INPUT FOR THIS TASK →

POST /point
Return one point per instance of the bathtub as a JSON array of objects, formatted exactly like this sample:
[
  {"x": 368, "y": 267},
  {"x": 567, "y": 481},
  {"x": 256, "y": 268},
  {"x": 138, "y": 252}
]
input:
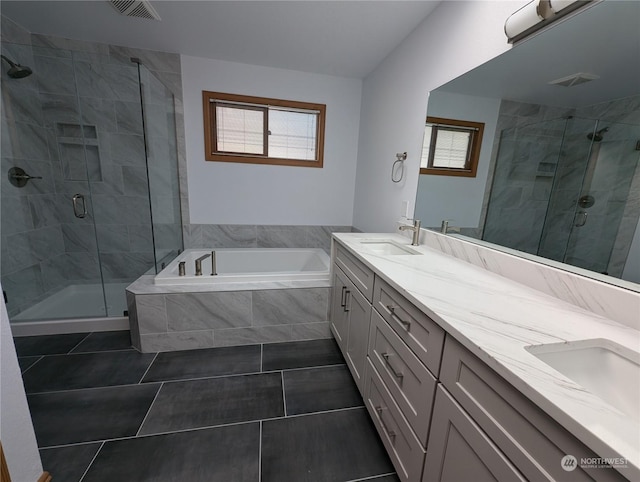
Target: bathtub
[{"x": 248, "y": 265}]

ASSIGNMENT → Search the records for the string "point" and, wherever a line contains it, please copy that line.

THE ANSWER →
POST /point
Return one point per instance of the bathtub as a JSON array of objects, formatted exactly like this sample:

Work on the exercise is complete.